- **Objective**:
Set down all of the entries word for word, omitting the images they contain.

- **Data entries**:
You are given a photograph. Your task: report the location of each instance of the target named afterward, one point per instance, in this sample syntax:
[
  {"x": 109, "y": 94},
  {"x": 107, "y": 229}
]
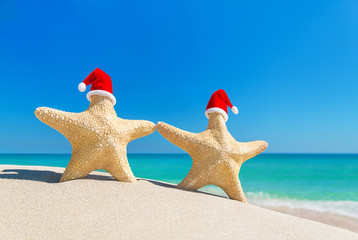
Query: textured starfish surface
[
  {"x": 217, "y": 156},
  {"x": 98, "y": 137}
]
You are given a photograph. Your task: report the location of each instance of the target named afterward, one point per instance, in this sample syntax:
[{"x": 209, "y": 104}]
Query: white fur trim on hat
[
  {"x": 82, "y": 87},
  {"x": 234, "y": 110},
  {"x": 218, "y": 110},
  {"x": 101, "y": 93}
]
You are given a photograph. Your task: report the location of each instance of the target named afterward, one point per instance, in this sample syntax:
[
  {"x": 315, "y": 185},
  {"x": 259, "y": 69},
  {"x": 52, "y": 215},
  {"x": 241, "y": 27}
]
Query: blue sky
[{"x": 291, "y": 68}]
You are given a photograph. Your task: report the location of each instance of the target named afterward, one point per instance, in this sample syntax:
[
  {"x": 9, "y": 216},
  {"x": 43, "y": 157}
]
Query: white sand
[{"x": 34, "y": 206}]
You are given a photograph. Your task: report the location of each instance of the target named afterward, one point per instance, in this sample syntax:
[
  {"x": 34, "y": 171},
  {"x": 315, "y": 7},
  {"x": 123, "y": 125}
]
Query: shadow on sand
[
  {"x": 54, "y": 177},
  {"x": 42, "y": 175}
]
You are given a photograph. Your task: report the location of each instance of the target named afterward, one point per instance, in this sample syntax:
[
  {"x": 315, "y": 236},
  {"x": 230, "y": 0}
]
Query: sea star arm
[
  {"x": 139, "y": 128},
  {"x": 233, "y": 189},
  {"x": 251, "y": 149},
  {"x": 83, "y": 161},
  {"x": 183, "y": 139},
  {"x": 119, "y": 168},
  {"x": 64, "y": 122}
]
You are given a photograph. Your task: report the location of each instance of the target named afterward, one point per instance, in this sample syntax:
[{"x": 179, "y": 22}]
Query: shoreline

- **Expected output**:
You are given a photograph. Your task: report the location of each instance of the target named afterward, one point per instance, in this sample syntax:
[
  {"x": 109, "y": 94},
  {"x": 107, "y": 229}
]
Query: textured starfish surface
[
  {"x": 217, "y": 156},
  {"x": 98, "y": 137}
]
You are given a photograph. Your task: report the location of each instance of the target named afterward, one point per instance, in this sample syntax:
[{"x": 209, "y": 104}]
Query: white fur trim on hat
[
  {"x": 82, "y": 87},
  {"x": 234, "y": 110},
  {"x": 218, "y": 110},
  {"x": 101, "y": 93}
]
You are given a photograph. Your task: report the location of each instance of the target named afterward, one point per instance, in this sample syntax:
[
  {"x": 315, "y": 185},
  {"x": 259, "y": 69},
  {"x": 52, "y": 215},
  {"x": 241, "y": 27}
]
Query: blue sky
[{"x": 291, "y": 68}]
You are given a photograph. Your task: report the location of each instance of the target named afterward, one point per instance, in this sample syntax:
[
  {"x": 9, "y": 216},
  {"x": 43, "y": 157}
]
Query: white sand
[{"x": 34, "y": 206}]
You are given a photograph. Your task: report the location of each instance of the target named afterward, one point per instance, in this sample syntax:
[
  {"x": 34, "y": 171},
  {"x": 315, "y": 7},
  {"x": 123, "y": 125}
]
Query: shadow on sand
[
  {"x": 54, "y": 177},
  {"x": 42, "y": 175}
]
You are given a photograph. Your task: report the location of each instance of the target named afterward, one point per instance, in this sample syntax:
[
  {"x": 315, "y": 236},
  {"x": 230, "y": 0}
]
Query: sea star arm
[
  {"x": 139, "y": 128},
  {"x": 233, "y": 189},
  {"x": 251, "y": 149},
  {"x": 83, "y": 161},
  {"x": 183, "y": 139},
  {"x": 119, "y": 168},
  {"x": 64, "y": 122}
]
You are given a photograph. Your task: report the location of each instance of the target named afterward, one point per instance, in this sample syntax:
[{"x": 179, "y": 22}]
Query: shoreline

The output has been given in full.